▶ _Excerpted passage_:
+++
For accurate and fast detection of facial landmarks, we propose a new facial landmark detection method. Previous facial landmark detection models generally perform a face detection step before landmark detection. This greatly affects landmark detection performance depending on which face detection model is used. Therefore, we propose a model that can simultaneously detect a face region and a landmark without performing the face detection step before landmark detection. The proposed single-shot detection model is based on the framework of YOLOv3, a one-stage object detection method, and the loss function and structure are altered to learn faces and landmarks at the same time. In addition, EfficientNet-B0 was utilized as the backbone network to increase processing speed and accuracy. The learned database used 300W-LP with 64 facial landmarks. The average normalized error of the proposed model was 2.32 pixels. The processing time per frame was about 15 milliseconds, and the average precision of face detection was about 99%. As a result of the evaluation, it was confirmed that the single-shot detection model has better performance and speed than the previous methods. In addition, as a result of using the COFW database, which has 29 landmarks instead of 64 to verify the proposed method, the average normalization error was 2.56 pixels, which was also confirmed to show promising performance.

1. Introduction

The technique of facial landmark detection includes locating a face in an image and obtaining a key point of the face, and many studies employing faces [1], such as facial recognition, face verification, and face 3D modeling, all rely on this process [2,3,4]. Wearable devices are becoming increasingly popular, and there are many ways to interact with other smart devices. A wearable device requires an IoT-based sensing technology that can measure the physiological and behavioral characteristics of users. The incorporation of biometric authentication, through face and iris, into wearable devices is being investigated [5,6]. In addition, goggle-shaped wearable devices for augmented reality (AR) experiences are equipped with a camera that shoots forward [7]. Images taken by the mounted camera can be used for various applications, such as recognizing facial expressions and face correction through face recognition of others [8,9]. Even kiosks equipped with cameras, not wearable devices, can capture the faces of various users and provide interactive and intelligent services through a natural user interface (NUI), such as in healthcare applications and eye tracking [10,11]. Thus, technologies that use face information in the fields of wearable devices and IoT applications are diverse. This necessitates the accurate detection of the facial region and automatic selection of feature points. Face detection with high accuracy is challenging in the actual world due to obstacles such as variable pose, illumination, and occlusion.

Holistic methods, constrained local model (CLM)-based methods, and regression-based methods are conventional facial landmark detection algorithms that use facial appearance and shape information. These three methods differ in terms of seeking and utilizing information. Subsequently, each method will be described as follows.
+++
▶ _Direction_: Please quote the facial landmark detection passage word for word, from "Holistic methods, constrained" down to "described as follows.".

Rows from a box-labeling dataset
+++
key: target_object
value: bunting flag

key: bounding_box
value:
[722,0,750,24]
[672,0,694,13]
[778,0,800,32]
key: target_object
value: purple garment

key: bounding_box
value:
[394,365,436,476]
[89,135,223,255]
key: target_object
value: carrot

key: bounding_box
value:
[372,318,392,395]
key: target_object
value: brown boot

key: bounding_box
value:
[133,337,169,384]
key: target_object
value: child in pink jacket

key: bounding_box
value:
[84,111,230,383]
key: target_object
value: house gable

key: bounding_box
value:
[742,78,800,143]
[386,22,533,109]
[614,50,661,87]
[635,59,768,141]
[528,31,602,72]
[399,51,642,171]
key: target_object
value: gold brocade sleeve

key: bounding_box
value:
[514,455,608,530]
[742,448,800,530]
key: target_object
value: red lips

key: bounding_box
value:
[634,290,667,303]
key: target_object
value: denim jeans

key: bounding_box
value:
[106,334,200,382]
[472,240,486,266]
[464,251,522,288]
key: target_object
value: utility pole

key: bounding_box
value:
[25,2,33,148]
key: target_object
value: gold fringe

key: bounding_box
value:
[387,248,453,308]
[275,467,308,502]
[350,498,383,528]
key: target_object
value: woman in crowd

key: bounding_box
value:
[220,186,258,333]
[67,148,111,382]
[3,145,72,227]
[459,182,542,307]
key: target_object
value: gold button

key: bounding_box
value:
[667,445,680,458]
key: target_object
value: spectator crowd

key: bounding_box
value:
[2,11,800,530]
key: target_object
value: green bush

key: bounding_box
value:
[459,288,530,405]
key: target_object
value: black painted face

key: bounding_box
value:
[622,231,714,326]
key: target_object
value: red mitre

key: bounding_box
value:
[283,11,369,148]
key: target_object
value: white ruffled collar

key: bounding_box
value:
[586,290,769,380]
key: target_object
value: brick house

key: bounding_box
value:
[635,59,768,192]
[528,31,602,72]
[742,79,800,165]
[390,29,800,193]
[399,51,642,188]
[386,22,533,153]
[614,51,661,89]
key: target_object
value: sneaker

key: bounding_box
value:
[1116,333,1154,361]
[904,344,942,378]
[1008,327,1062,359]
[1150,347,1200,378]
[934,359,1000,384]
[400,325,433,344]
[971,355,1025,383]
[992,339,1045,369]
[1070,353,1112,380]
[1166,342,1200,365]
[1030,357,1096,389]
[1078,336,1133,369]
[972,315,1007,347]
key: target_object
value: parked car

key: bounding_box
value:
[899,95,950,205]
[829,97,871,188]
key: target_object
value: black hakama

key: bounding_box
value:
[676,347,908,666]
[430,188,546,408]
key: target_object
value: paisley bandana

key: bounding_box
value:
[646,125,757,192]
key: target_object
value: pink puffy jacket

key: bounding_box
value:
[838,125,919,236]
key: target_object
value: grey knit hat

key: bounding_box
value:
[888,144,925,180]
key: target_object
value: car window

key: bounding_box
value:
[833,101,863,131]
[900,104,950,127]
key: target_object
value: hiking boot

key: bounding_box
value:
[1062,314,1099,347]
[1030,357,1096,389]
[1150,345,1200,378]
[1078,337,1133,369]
+++
▶ _Response to this task_:
Holistic methods, constrained local model (CLM)-based methods, and regression-based methods are conventional facial landmark detection algorithms that use facial appearance and shape information. These three methods differ in terms of seeking and utilizing information. Subsequently, each method will be described as follows.